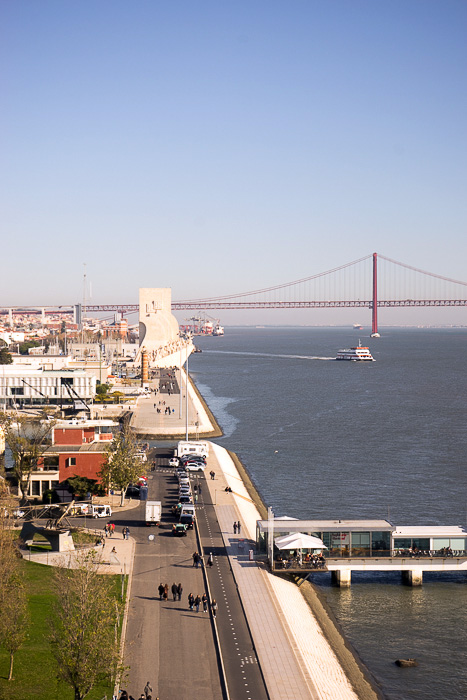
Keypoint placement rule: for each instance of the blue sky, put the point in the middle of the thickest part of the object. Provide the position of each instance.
(219, 147)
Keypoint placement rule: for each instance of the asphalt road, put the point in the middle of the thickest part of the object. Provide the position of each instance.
(166, 643)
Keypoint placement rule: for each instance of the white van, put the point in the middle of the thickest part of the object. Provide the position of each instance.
(198, 449)
(101, 511)
(188, 509)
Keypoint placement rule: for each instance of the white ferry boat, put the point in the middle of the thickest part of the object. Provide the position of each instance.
(356, 354)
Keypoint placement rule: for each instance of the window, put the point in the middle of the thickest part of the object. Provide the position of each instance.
(51, 463)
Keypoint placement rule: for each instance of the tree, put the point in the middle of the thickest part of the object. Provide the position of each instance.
(27, 440)
(122, 465)
(5, 357)
(13, 602)
(83, 630)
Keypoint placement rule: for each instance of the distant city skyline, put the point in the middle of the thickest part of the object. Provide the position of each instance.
(217, 149)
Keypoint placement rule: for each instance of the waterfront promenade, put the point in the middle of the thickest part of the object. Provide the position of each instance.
(295, 658)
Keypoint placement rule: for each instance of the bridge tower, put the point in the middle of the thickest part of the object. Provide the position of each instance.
(374, 307)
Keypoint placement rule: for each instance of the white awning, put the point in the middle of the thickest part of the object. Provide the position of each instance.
(299, 541)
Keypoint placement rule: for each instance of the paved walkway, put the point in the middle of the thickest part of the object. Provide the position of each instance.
(147, 421)
(295, 657)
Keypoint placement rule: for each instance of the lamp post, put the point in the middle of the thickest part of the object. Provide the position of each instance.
(180, 387)
(186, 395)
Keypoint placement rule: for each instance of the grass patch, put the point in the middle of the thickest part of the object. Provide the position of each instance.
(34, 671)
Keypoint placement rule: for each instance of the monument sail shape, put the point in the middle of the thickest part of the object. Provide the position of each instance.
(159, 333)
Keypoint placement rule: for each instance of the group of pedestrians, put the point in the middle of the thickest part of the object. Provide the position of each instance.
(109, 529)
(146, 695)
(194, 602)
(176, 589)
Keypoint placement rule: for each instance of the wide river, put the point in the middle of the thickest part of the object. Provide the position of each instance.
(386, 439)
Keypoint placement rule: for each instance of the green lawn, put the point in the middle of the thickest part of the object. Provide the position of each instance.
(34, 667)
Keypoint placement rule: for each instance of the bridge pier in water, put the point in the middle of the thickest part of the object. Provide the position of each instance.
(342, 578)
(412, 577)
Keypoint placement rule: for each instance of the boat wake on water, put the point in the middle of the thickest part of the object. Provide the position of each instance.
(267, 354)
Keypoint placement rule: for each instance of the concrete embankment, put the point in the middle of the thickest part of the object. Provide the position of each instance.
(328, 660)
(162, 416)
(318, 639)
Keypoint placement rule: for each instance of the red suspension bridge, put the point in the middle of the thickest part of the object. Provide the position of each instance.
(372, 282)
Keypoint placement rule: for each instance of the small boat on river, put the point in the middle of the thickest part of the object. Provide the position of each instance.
(357, 354)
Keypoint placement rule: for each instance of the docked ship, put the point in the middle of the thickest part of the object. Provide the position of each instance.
(359, 353)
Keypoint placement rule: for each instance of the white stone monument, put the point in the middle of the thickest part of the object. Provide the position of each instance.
(158, 329)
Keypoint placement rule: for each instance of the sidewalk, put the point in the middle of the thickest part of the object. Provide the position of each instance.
(146, 421)
(295, 657)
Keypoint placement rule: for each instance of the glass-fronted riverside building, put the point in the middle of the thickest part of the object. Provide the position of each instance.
(367, 538)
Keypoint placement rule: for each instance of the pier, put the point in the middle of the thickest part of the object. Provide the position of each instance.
(363, 545)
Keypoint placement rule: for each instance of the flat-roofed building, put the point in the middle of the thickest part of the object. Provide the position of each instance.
(28, 386)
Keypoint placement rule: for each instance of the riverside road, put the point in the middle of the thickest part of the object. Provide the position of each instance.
(167, 644)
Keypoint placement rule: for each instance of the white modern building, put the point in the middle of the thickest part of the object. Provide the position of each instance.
(27, 386)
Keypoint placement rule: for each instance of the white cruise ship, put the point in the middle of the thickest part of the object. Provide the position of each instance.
(356, 354)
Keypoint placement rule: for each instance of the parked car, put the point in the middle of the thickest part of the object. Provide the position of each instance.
(190, 458)
(195, 467)
(185, 498)
(179, 529)
(132, 491)
(188, 520)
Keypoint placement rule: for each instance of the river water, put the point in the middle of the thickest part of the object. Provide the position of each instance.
(386, 439)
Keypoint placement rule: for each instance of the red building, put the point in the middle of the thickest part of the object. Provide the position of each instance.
(79, 448)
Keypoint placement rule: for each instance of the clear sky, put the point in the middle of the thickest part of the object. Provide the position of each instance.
(217, 147)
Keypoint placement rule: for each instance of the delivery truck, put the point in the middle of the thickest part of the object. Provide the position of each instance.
(198, 448)
(152, 512)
##########
> **Exercise**: Repeat the material above verbatim. Leave the pictures behind.

> **Right answer**:
Keypoint placement rule: for each instance of the blue sky, put the point in the middle of the thickest part of the object. Provide the position of each instance.
(219, 147)
Keypoint placement rule: for each instance of the asphalt road, put the point in the middle of the thickest part of the object. Provide the position of each instance.
(166, 643)
Keypoint placement rule: for each instance of the white van, put the point in the middle of the thickest part of the object. Provide the position of each instance.
(198, 449)
(101, 511)
(188, 509)
Keypoint placement rule: for each instance of the white ferry boat, put the point in the middle of the thickest part of the object. Provide the position of each instance.
(356, 354)
Keypoint placement rule: for each instance of the window, put the point in the middle of the thickest part of the object. Provide the position of each instance.
(51, 463)
Keypoint placement rule: for each instance of the tree, put the point in the middle of the thickest part of the object. Provide the position of each instance.
(27, 440)
(122, 465)
(5, 357)
(13, 602)
(83, 630)
Keypoint placement rule: for each instance of the distant city skyline, put the point in the middle of the thickest part of the object. Provide the position of each instance.
(217, 149)
Keypoint placement rule: for each instance of the waterfront promenade, put the point in the middle of the thickest part of the object. Provide the position of each instance.
(295, 658)
Keypoint placement rule: for each instance of the bridge tower, put the point in the middle of the thickest part of the object. Provide the position of each instance.
(374, 307)
Keypoint placement rule: for each instance of the white awning, put the point in the middle of the thickest part of the object. Provide the position of each instance.
(299, 541)
Keypoint placement rule: for each instance of the paved walkway, put the point in the middle of the thickest part of the object. Provide the position of each instance.
(147, 421)
(295, 657)
Keypoint placement rule: for each instance of the lamp post, put the point in the middle of the thickest part of the object. Provide the position of each instance.
(180, 387)
(186, 395)
Keypoint placement rule: for each instance of the grass patch, put the point in the middle of the thickest part of the object. Provide the position of each instance.
(34, 671)
Keypoint placement rule: for each instance of the monument sail shape, put the point in the middle of the thickest part of the object. Provide the position of each instance.
(159, 333)
Keypoint placement rule: for each instance of the group of pedestrians, put the point in the middle of the thickest part of the object. Provide the position of each instance.
(109, 529)
(146, 695)
(194, 602)
(176, 589)
Keypoint placement rule: for each instance of the wide river, put the point in the middle of the thickest part of the object. Provide the position of each instance.
(386, 439)
Keypoint placement rule: for each instance of the green lawn, put the point in the middle of the thickest part of the object. Provide the position of each instance.
(34, 667)
Keypoint placement rule: for each instance of the bridge pier in water, put the point in the middle of the thickest part of the object. Provide the position of each instance.
(342, 578)
(412, 577)
Keypoint placement rule: for each instance of the boat wake on water, put the point in the middle of the thickest part of the object. Provide the position of each instance.
(267, 354)
Keypoint placement rule: for each instance of the concrete embankment, put the point in the middle of the thickest part of the object. Provide the position of each instance.
(328, 660)
(162, 416)
(318, 639)
Keypoint placement rule: for each instance of the red suspension bridge, put the point in the middle of the thickest part of the object. Provide the position of each instance.
(372, 282)
Keypoint placement rule: for each instance of the small boat on river, put the point in the middle of the thickest part of the object. Provide the position of each instance.
(357, 354)
Keypoint placement rule: for each instance of the docked ship, put the point in the middle of the thickest part of the object. Provide the position of each instance.
(359, 353)
Keypoint placement rule: for each instance of the white stone monument, put the point in the middle of the thickest part of the object. Provide the position of each instance.
(158, 329)
Keypoint placement rule: for each instance of the sidewalk, put the point in the middle of the thickest part of the object. Provide the position of each instance.
(146, 421)
(295, 657)
Keypoint placement rule: for each instance of the glass-fronted riverside building, put the point in the middle of the thickest part of the object. Provide the position of each instance.
(367, 538)
Keypoint placement rule: for each instance of the pier, put the point in the middle of the thickest part of the object. Provide the position of each instance.
(363, 545)
Keypoint placement rule: for each instance of the flat-roofed building, put the point in the middle of the thickest part of the object. Provide the position of each instance.
(28, 386)
Keypoint placement rule: for each instance of the riverside road, put the point in the middle of the thickest part of the object. Provide the position of each instance.
(167, 644)
Keypoint placement rule: for each instance of the white modern building, put the point in the middle of the thickest part of the object. Provide the position of each instance.
(27, 386)
Keypoint placement rule: for each instance of the white cruise ship, put the point in the middle of the thickest part of the object. Provide the position of each instance.
(356, 354)
Keypoint placement rule: for each instance of the parked car, put the point in the middle of the thickest part of the object. Provide the position of each instance.
(190, 458)
(195, 467)
(185, 498)
(179, 529)
(132, 491)
(188, 520)
Keypoint placement rule: for each instance of the river water, put the point in the middle of the thickest part of the object. Provide the position of each instance.
(386, 439)
Keypoint placement rule: for each instance of the red building, put the point in the middle of the thickest part of the object. Provide the position of each instance.
(79, 448)
Keypoint placement rule: for each instance of the clear sky, put the point in the middle of the thickest part of the object. Provide the position of each instance.
(217, 147)
Keypoint placement rule: for each instance of the delivery truck, put the point in the middle of the thickest part of the object. Provide the position of each instance.
(198, 448)
(152, 512)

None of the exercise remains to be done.